(Items in a dataset)

— START —

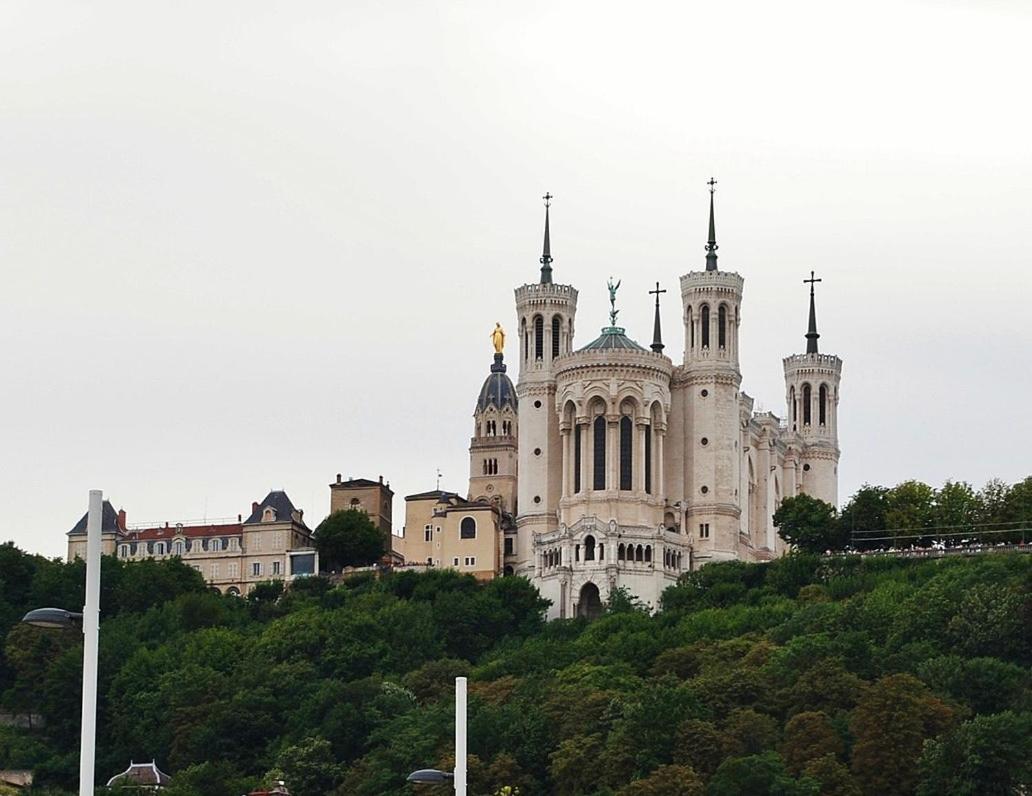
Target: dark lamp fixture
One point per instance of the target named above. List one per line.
(52, 617)
(429, 776)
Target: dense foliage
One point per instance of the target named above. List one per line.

— END —

§ Aim of the task: Pull out the lines starting with the one that contains "Target: dense foliage" and running through the end of the items, and reproduce them word for word.

§ Solution for this exercise:
Target: dense foliage
One point per instance of the target named above. List one per line.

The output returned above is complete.